** Begin Text block **

Sunday 22 March 2009

Solr and Rails

Well, after some long diversions I have Solr working in some simple test cases with Rails. The long diversion was partly caused by not understanding what was offered by the Rails Solr plug-in, so I'm going to give an overview here, and a link to detailed instructions for Solr in Rails at the end of this post.

The Rails plug-in for Solr from git://github.com/mattmatt/acts_as_solr.git includes a complete installation of Solr. You don't need to install Solr separately. (My "long diversion" is that I rushed off and installed Solr separately, and spent a fair bit of time getting it running due to my ignorance of how it worked.)

** End Text block **

## Problems and tasks
[1] Please say whether each statement agrees with the Solr and Rails post, answering yes or no and quoting the words of the post that decide it. (a) The Rails plug-in comes with its own full copy of Solr. (b) Solr has to be installed on its own before the plug-in can be used. (c) The writer plans to link to detailed instructions at the end of the post.
[2] Carry the Solr and Rails post forward from its last sentence, keeping the same first-person blog voice.

** Begin Raw data **

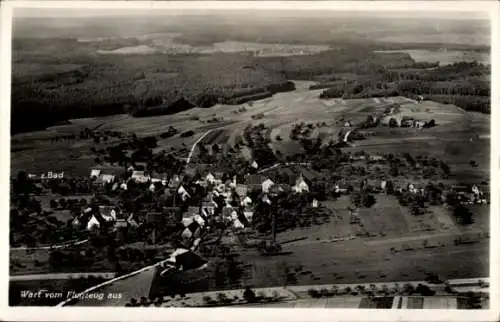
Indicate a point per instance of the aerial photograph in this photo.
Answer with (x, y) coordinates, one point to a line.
(265, 158)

** End Raw data **

## Answers provided
[1]
(a) Yes: "includes a complete installation of Solr."
(b) No: "You don't need to install Solr separately."
(c) Yes: "a link to detailed instructions for Solr in Rails at the end of this post."

[2]
If you want to index Word, Excel, PDF, and other types of documents, there is a bit of additional configuration to do. To index those files types you have to get a nightly build of Solr from here, and copy some files and directories as described in the link at the end of this post. You have to add the following lines to example/solr/conf/solrconf.xml:
  <requestHandler name="/update/extract" class="org.apache.solr.handler.extraction.ExtractingRequestHandler">
<lst name="defaults">
<str name="ext.map.Last-Modified">last_modified</str>
<bool name="ext.ignore.und.fl">true</bool>
</lst>
</requestHandler>
The plug-in also includes rake tasks to start and stop instances of the Solr server for development, test and production -- very handy. Just type
rake solr:start RAILS_ENV=test 
to start the test Solr server (default environment is development). It also gives you a yaml file in your environment directory to configure the ports that each instance of Solr will use (as installed: production on 8983, test on 8981 and development on 8982).

One thing I learned on my diversion is that Solr comes with an administration user interface that shows how many documents are in the Solr database, and lets you try ad-hoc queries. It's a good way to test if Solr is actually running. For example, after running the rake task to start Solr for development, you can browse to localhost:8982/solr/admin and you should get the Solr administration page.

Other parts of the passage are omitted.